- DOCUMENT EXTRACT
Google ML Crash Course #4 Notes: Real-World ML

This post is part of a four-part summary of Google's Machine Learning Crash Course. For context, check out this post. This fourth module covers critical considerations when building and deploying ML models in the real world, including productionisation best practices, automation, and responsible engineering.

Production ML systems

Introduction

The model is only a small part of real-world production ML systems. It often represents only 5% or less of the total codebase in the system. MlSystem.png

Source: Production ML systems | Machine Learning | Google for Developers

Static versus dynamic training

Machine learning models can be trained statically (once) or dynamically (continuously).

Static training (offline training) Dynamic training (online training)
Advantages Simpler. You only need to develop and test the model once. More adaptable. Keeps up with changes in data patterns, providing more accurate predictions.
Disadvantages Sometimes stale. Can become outdated if data patterns change, requiring data monitoring. More work. You must build, test, and release a new product continuously.

Choosing between static and dynamic training depends on the specific dataset and how frequently it changes.

- PROBLEMS AND TASKS
1. In the Real-World ML notes, what share of the total codebase does the model often make up in a production ML system?
2. Reproduce verbatim the stretch of the Real-World ML notes from "Machine learning models" through "new product continuously.".

- EXCERPTED RECORDS
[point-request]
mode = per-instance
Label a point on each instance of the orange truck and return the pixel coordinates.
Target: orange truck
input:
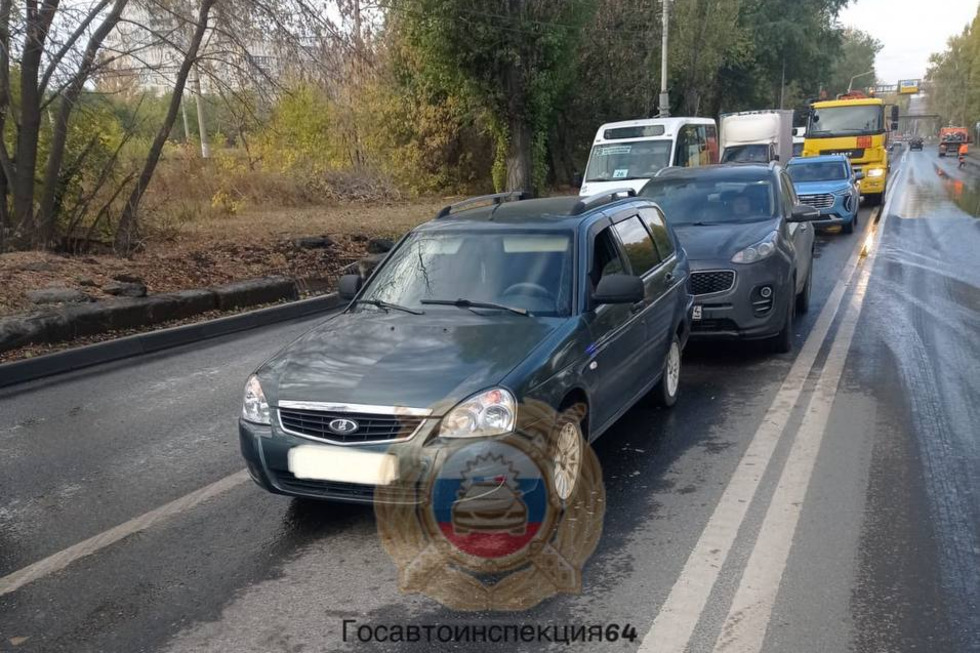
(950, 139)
---
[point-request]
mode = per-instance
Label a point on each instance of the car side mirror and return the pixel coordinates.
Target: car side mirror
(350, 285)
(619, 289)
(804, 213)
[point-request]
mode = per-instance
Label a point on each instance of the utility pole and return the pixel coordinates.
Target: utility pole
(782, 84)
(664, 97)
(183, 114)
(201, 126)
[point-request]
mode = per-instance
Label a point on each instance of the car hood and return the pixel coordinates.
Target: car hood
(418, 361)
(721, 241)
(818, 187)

- OUTPUTS FOR THE TASKS
1. 5% or less.

2.
Machine learning models can be trained statically (once) or dynamically (continuously).

Static training (offline training) Dynamic training (online training)
Advantages Simpler. You only need to develop and test the model once. More adaptable. Keeps up with changes in data patterns, providing more accurate predictions.
Disadvantages Sometimes stale. Can become outdated if data patterns change, requiring data monitoring. More work. You must build, test, and release a new product continuously.